## WORK TO BE COMPLETED
Transcribe the entries below exactly from their first line through the line containing "negative clicks: (189, 138) (192, 169)", and let no picture into the copy.
————————
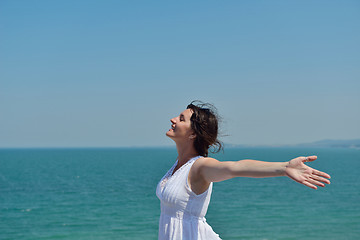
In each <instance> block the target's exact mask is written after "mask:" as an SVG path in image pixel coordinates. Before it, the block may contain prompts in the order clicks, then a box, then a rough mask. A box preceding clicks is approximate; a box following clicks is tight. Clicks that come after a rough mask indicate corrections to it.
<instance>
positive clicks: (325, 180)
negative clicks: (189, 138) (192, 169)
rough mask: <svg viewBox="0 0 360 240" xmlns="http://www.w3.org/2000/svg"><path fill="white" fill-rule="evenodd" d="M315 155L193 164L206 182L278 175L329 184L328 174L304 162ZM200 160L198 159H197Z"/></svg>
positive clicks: (221, 180)
mask: <svg viewBox="0 0 360 240" xmlns="http://www.w3.org/2000/svg"><path fill="white" fill-rule="evenodd" d="M316 158H317V157H316V156H310V157H298V158H294V159H292V160H291V161H289V162H263V161H257V160H241V161H236V162H231V161H228V162H220V161H218V160H216V159H213V158H203V159H201V161H198V163H197V164H196V166H194V167H195V168H196V169H195V170H197V172H198V173H199V175H200V176H202V178H203V179H204V180H205V181H206V182H220V181H224V180H227V179H231V178H235V177H255V178H263V177H278V176H288V177H289V178H291V179H293V180H295V181H297V182H299V183H301V184H304V185H306V186H308V187H311V188H314V189H316V188H317V187H316V185H317V186H321V187H324V186H325V184H324V183H326V184H329V183H330V181H329V180H328V178H330V176H329V175H328V174H326V173H324V172H320V171H318V170H315V169H313V168H310V167H308V166H307V165H305V164H304V162H306V161H314V160H315V159H316ZM199 160H200V159H199Z"/></svg>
————————
## WRITTEN SOLUTION
In each <instance> block the target's exact mask is written after "mask:" as an SVG path in image pixel coordinates. Before it, the block may contain prompts in the order clicks, then a box, then a rough mask. A box preceding clicks is approximate; a box following clicks is tight. Clicks that come after a rough mask indicate corrections to it.
<instance>
positive clicks: (325, 180)
negative clicks: (189, 138) (192, 169)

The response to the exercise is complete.